● REQUIREMENTS: Report every line of the records below that contains the word "with". Case counts.

● SUPPLIED RECORDS:
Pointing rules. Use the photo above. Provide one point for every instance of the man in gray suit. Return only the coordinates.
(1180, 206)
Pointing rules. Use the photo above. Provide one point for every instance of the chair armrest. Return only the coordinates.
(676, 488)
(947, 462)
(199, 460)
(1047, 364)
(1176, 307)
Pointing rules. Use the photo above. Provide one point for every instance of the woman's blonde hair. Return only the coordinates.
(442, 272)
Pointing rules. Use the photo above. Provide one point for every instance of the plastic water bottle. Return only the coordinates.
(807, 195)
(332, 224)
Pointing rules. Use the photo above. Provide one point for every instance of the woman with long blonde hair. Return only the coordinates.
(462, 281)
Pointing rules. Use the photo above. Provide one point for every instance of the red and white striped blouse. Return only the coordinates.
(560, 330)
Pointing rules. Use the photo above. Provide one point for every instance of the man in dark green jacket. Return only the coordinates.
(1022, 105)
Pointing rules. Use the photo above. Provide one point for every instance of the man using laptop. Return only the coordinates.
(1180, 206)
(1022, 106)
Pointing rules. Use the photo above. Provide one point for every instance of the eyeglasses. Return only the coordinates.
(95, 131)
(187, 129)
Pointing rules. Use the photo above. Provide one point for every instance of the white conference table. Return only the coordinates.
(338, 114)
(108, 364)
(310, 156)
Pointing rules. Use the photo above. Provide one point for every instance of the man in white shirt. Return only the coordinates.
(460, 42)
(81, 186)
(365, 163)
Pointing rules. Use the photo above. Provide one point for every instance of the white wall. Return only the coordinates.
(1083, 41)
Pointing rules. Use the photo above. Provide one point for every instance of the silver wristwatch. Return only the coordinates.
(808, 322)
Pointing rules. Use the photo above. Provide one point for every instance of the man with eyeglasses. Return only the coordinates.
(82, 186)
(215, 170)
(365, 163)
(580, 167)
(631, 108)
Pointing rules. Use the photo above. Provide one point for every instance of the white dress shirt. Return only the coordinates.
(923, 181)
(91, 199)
--
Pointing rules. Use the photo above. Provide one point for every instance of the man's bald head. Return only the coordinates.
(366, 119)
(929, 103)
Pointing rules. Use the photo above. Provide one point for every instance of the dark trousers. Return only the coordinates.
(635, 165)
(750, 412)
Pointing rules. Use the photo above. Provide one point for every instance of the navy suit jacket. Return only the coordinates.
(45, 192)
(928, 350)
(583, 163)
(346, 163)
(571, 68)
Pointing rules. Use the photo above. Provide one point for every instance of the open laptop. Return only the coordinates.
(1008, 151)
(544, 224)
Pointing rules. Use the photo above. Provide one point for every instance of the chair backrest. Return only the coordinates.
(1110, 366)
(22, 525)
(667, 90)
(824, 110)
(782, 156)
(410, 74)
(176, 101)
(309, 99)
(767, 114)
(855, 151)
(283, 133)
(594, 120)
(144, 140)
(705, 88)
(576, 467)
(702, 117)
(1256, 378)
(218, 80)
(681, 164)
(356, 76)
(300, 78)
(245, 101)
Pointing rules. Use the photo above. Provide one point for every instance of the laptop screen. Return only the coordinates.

● ANSWER TO THE EXERCISE:
Pointing rules. Use the photo above. Provide one point for every instance of the woman with long blonde hair. Return only the coordinates.
Pointing rules. Use the photo above. Provide one point for every instance of the man with eyeglasses. Return only the coordinates.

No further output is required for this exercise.